Heritage Sites (Will Mason, County Heritage Manager was in attendance)

 

·         The service was in the process of making a lot of changes, including staffing changes which should lead to improvements in the future. 

·         The audit identified that stock management was one area where more could be done. 

·         A risk register for heritage sites had now been set up

·         It was queried whether there were targets in relation to money and balancing expenditure with income.  Members were advised that previous years had been looked at in terms of setting targets, however, with the recent re-launch of the castle there has not yet been a typical year, and with a programme of events for coming years this target would be difficult to set.  There would be a need to review this over a slightly longer term basis, but it would be about stretching these targets and identifying where costs could be controlled.

·         It was queried whether officers were looking robustly at cost control and food wastage, as food outlets always had problems with people over ordering food stock.

·         It was reported that the area of most risk was Lincoln Castle, and so an external stock taker had been brought in on a temporary basis.  There was a need for simple and robust processes for stock management.

 

Adult Care – Initial and Annual Care Assessments (Pete Sidgwick, Assistant Director – Adult Frailty and Long Term Conditions was in attendance)

#### DATA EXCERPT
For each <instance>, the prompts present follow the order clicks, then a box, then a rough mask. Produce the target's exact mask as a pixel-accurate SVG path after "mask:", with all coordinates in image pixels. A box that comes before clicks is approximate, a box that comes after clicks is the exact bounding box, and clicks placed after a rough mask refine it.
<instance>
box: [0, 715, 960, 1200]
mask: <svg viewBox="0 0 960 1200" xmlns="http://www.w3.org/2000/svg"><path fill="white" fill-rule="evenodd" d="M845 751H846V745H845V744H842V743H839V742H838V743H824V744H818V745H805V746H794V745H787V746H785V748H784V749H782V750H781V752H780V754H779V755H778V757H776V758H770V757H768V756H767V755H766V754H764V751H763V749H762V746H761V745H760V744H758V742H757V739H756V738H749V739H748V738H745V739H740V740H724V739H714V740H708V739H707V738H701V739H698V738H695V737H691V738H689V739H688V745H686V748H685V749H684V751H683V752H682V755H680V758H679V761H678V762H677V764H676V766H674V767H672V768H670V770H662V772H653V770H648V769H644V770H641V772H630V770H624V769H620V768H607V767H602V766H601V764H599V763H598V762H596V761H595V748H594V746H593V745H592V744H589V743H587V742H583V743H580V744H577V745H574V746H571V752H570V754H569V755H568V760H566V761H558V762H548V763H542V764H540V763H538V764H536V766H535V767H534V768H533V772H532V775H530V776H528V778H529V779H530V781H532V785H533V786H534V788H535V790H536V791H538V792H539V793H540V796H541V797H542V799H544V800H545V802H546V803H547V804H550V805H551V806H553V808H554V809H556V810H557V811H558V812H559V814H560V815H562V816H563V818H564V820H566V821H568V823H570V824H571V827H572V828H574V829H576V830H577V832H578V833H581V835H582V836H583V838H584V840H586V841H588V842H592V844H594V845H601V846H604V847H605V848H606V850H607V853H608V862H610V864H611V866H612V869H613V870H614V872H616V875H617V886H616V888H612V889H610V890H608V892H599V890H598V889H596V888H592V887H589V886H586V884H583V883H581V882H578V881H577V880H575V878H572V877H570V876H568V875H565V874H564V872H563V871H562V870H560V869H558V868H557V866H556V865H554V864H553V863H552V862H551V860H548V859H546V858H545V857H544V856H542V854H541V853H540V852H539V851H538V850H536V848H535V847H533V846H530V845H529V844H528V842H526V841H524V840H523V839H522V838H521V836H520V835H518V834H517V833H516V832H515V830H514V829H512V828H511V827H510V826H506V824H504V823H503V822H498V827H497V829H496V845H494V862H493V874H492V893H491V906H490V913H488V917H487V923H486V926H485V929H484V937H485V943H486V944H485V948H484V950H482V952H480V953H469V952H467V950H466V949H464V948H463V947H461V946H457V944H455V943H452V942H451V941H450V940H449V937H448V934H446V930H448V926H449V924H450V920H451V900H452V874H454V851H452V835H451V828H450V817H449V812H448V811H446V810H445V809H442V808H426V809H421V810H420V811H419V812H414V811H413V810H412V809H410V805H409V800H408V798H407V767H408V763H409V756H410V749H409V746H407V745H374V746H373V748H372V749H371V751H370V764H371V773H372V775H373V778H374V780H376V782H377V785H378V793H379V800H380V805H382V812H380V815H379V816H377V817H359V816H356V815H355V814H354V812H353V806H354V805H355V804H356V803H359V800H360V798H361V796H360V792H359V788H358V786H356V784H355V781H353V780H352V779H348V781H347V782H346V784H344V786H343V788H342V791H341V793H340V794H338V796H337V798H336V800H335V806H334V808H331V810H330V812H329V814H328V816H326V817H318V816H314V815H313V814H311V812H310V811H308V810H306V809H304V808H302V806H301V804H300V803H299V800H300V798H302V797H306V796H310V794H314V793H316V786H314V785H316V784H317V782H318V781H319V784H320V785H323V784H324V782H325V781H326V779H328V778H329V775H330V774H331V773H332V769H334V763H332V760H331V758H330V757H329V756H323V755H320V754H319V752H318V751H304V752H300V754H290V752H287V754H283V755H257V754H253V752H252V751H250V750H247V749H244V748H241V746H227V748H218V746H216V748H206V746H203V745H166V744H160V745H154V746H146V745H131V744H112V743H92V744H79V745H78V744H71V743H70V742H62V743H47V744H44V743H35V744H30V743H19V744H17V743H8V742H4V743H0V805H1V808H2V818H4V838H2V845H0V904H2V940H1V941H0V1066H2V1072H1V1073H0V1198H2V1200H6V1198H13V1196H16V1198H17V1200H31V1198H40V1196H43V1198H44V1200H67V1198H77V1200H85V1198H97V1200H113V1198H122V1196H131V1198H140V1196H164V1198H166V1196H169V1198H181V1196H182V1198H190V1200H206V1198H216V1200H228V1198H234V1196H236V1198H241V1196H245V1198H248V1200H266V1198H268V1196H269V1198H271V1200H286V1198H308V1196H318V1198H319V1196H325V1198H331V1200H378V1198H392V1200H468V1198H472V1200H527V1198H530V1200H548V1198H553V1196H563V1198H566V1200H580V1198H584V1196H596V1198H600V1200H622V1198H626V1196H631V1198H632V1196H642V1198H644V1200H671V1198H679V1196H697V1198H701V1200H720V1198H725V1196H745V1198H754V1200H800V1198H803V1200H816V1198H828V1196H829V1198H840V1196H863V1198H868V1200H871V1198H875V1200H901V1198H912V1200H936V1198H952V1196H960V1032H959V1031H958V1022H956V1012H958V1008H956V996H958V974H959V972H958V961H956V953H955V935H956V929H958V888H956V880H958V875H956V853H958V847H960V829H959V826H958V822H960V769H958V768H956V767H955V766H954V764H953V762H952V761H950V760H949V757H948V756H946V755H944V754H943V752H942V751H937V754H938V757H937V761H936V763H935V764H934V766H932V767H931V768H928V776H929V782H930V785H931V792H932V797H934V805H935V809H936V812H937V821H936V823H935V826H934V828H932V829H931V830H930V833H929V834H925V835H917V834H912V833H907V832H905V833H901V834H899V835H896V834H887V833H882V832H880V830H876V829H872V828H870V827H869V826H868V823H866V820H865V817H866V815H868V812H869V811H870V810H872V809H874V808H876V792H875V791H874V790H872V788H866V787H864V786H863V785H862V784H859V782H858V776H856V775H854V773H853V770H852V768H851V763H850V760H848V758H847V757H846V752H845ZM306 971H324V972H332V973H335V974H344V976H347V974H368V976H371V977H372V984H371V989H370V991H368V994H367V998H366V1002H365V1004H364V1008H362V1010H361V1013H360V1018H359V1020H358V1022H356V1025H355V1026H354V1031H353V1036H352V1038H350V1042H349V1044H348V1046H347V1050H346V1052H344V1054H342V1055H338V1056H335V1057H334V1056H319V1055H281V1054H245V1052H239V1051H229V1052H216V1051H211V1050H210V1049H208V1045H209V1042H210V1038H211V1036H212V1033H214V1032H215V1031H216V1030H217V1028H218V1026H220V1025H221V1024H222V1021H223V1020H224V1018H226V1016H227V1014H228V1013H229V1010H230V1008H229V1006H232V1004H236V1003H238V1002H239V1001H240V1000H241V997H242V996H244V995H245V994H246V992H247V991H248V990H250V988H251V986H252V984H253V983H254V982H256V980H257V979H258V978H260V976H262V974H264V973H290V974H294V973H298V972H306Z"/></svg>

#### WHAT YOU NEED TO DO
Reproduce the passage of the heritage sites minutes from "Heritage Sites (Will" up to and including "in the future.", word for word.

#### OUTPUT FOR THIS TASK
Heritage Sites (Will Mason, County Heritage Manager was in attendance)

 

·         The service was in the process of making a lot of changes, including staffing changes which should lead to improvements in the future.